- _INSTRUCTIONS FOR THE TASK_
Could you write out the listing below again with every "green stem" replaced by "plant stalk", all else unchanged and the pictures left out?

- _DATA RECORDS_

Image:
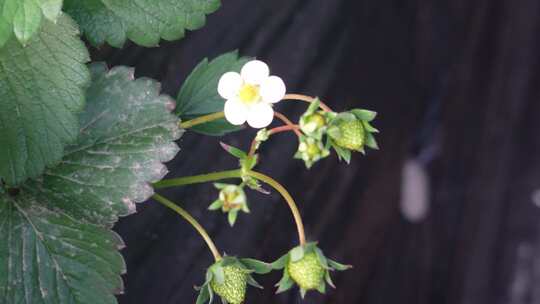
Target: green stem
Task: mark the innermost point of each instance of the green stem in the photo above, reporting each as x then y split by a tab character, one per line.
215	176
201	120
288	198
197	179
167	203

- _RESPONSE_
Image:
Target: plant stalk
Task: mark the innermost point of each instance of the plant stalk in the photo above, reporting each as x then y split by a tab character, one per line.
215	176
201	120
288	198
197	179
167	203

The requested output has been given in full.